From start to end, write out the following data exactly, apart from its images.

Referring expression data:
──────
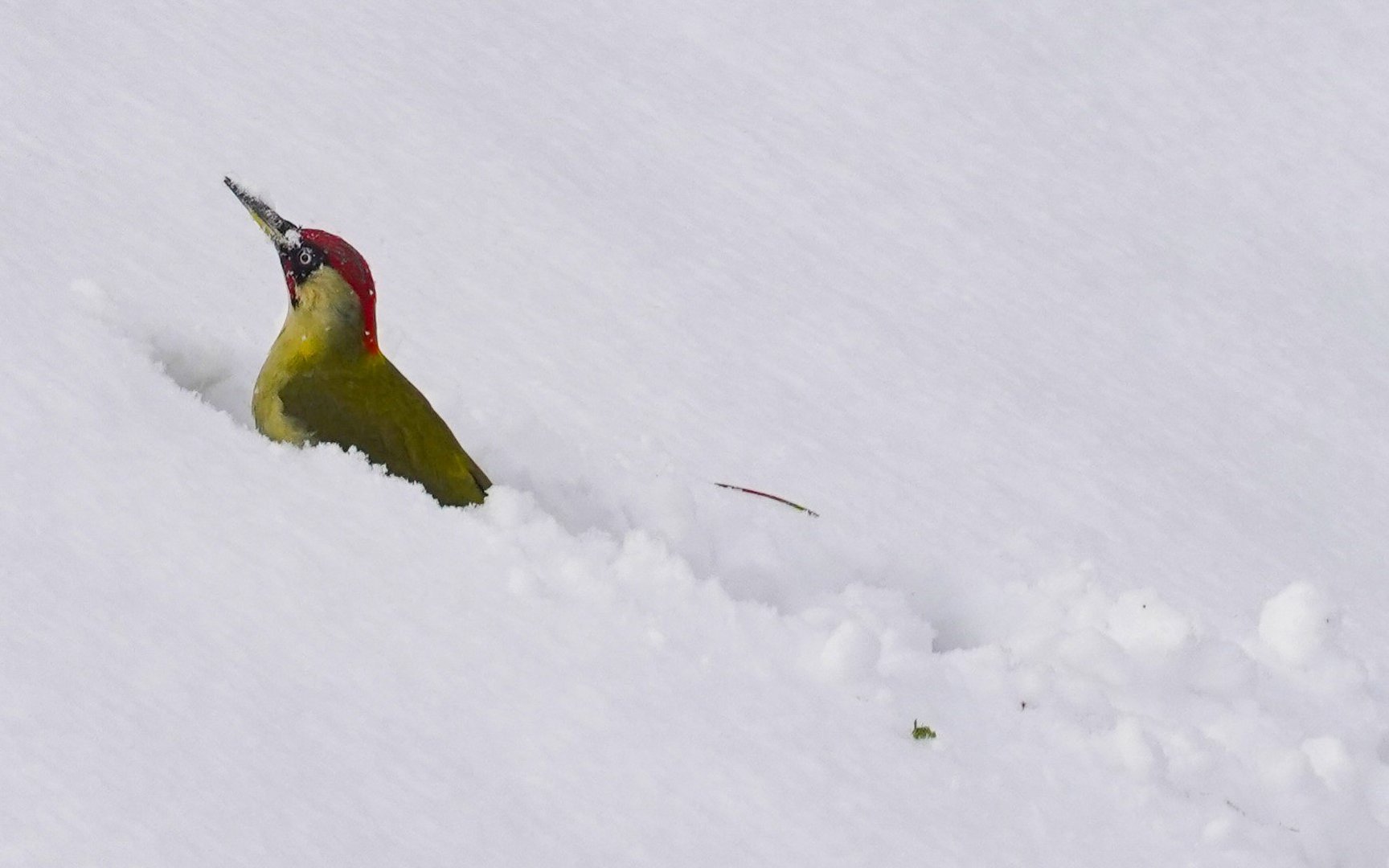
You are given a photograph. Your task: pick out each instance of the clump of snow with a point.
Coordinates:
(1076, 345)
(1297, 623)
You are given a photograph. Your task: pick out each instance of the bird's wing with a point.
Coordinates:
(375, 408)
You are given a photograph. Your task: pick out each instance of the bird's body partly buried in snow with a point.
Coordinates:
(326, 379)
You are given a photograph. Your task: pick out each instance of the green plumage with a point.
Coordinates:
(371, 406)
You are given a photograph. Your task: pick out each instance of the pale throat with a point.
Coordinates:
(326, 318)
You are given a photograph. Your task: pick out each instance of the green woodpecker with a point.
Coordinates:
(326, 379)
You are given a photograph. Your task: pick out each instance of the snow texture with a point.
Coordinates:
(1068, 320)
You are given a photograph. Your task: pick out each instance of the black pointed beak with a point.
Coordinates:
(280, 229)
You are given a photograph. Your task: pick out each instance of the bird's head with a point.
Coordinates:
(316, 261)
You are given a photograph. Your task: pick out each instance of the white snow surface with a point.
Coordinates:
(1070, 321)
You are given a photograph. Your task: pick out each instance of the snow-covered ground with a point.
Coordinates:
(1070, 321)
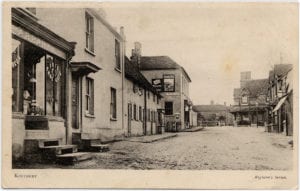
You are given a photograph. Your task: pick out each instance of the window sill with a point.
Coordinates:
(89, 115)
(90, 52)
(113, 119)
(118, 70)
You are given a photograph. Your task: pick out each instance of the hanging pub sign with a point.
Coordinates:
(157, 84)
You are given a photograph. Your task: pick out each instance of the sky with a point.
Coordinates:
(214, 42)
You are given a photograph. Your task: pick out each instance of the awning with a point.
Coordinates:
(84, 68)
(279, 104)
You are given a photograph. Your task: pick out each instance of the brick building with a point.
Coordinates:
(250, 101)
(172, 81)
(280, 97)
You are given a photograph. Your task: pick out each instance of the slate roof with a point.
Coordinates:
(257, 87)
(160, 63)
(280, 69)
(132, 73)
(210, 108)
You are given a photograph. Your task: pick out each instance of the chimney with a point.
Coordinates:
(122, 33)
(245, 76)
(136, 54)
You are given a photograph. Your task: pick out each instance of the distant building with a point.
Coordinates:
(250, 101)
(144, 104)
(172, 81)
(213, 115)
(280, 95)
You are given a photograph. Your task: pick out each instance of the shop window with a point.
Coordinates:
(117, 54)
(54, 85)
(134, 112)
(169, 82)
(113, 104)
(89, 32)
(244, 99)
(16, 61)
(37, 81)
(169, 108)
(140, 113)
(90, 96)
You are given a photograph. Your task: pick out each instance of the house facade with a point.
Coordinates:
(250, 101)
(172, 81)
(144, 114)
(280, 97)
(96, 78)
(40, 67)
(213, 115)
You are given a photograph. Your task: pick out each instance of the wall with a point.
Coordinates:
──────
SOLVED EXERCISE:
You are given a photograph. Your task: pick out each instance of the clump of snow with a point.
Coordinates:
(1076, 345)
(1297, 623)
You are given a photograph. Your task: pick out each instance of the bird's wing with a point.
Coordinates:
(375, 408)
You are given a photograph. Your task: pick out each instance of the bird's body partly buried in snow with a point.
Coordinates:
(326, 379)
You are given a photograph. Your task: pick out each instance of the green plumage with a point.
Coordinates:
(371, 406)
You are given a photograph. Your task: pick out each instance of the pale throat with a point.
Coordinates:
(326, 318)
You are given a photograph. Your task: pick out each instance of the green woodpecker with a point.
Coordinates:
(326, 379)
You are given a photograph. Your task: pick out each instance of the snow texture with a point.
Coordinates:
(1068, 320)
You are given a photograph. Your task: pick out each instance of the black pointed beak with a point.
Coordinates:
(280, 229)
You are given a photograph. Your task: pick out each instance of the bird's head with a point.
Coordinates:
(316, 261)
You are given a photograph. Your task: pick out each instance of the white snow surface with a point.
Coordinates:
(1070, 321)
You are given a photograph. Your task: pick out each instance of the snow-covered ground with a point.
Coordinates:
(1070, 321)
You are given a photograph. Your task: pick out each instance of the window sill with a point.
Coordinates:
(89, 115)
(90, 52)
(113, 119)
(118, 70)
You are given a photograph. Your task: pick out each instance of the hanging pub sign with a point.
Coordinates:
(157, 84)
You are given a photograph. Your task: pick out each instance of the sky with a point.
Coordinates:
(214, 42)
You are given a photograph. Your task: pick out each instance of the awning with a point.
Coordinates:
(84, 68)
(279, 104)
You are given a photograph. Your task: pick out each instance of the brick building with a point.
Coordinates:
(250, 101)
(172, 81)
(280, 97)
You are given a photograph. Your task: pick out each instance of the slate roof with a point.
Coordinates:
(257, 87)
(160, 63)
(280, 69)
(132, 73)
(210, 108)
You are given a photograph. Your task: pick out each instance of the chimney with a point.
Coordinates:
(122, 33)
(245, 76)
(136, 54)
You are given a photograph. Your task: pick out each instance of the distant building with a point.
Coordinates:
(250, 101)
(144, 104)
(172, 81)
(213, 115)
(280, 95)
You are given a photograph. Your task: pick out each instance of the shop window with a point.
Coordinates:
(117, 54)
(54, 85)
(134, 112)
(169, 82)
(113, 104)
(89, 32)
(244, 99)
(16, 61)
(37, 81)
(169, 108)
(140, 113)
(90, 96)
You are given a photograph. Your task: pick out each instance of the house facade with a point.
Coordinates:
(250, 101)
(172, 81)
(144, 114)
(280, 97)
(96, 78)
(40, 67)
(213, 115)
You are given a photograph. Your task: pick out each instance of the wall with a point.
Coordinates:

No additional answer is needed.